▶ **Recorded data**
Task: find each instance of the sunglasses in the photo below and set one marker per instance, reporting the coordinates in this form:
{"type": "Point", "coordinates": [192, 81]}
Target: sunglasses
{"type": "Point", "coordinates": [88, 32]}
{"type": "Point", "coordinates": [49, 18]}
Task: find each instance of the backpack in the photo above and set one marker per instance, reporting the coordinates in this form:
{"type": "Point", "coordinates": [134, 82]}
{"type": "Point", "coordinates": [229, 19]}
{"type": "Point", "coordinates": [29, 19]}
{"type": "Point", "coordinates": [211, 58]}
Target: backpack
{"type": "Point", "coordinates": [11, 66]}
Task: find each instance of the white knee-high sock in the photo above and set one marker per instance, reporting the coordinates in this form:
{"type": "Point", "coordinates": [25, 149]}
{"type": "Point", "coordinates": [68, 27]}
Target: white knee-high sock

▶ **Task objective**
Rewrite all the entries above, replacing "Target" with "Object" wherever it occurs and leaving everything else unchanged.

▶ **Written answer**
Task: find each instance of the sunglasses in the photo below and set one marker per instance, reporting the coordinates in this form:
{"type": "Point", "coordinates": [192, 81]}
Object: sunglasses
{"type": "Point", "coordinates": [88, 32]}
{"type": "Point", "coordinates": [49, 18]}
Task: find each instance of the backpack in the photo above and set one marker per instance, reporting the coordinates in this form:
{"type": "Point", "coordinates": [134, 82]}
{"type": "Point", "coordinates": [229, 19]}
{"type": "Point", "coordinates": [29, 19]}
{"type": "Point", "coordinates": [211, 58]}
Object: backpack
{"type": "Point", "coordinates": [11, 66]}
Task: find each instance of the white knee-high sock in the photo above and set one marker per instance, reporting the coordinates in this form:
{"type": "Point", "coordinates": [25, 149]}
{"type": "Point", "coordinates": [68, 27]}
Object: white knee-high sock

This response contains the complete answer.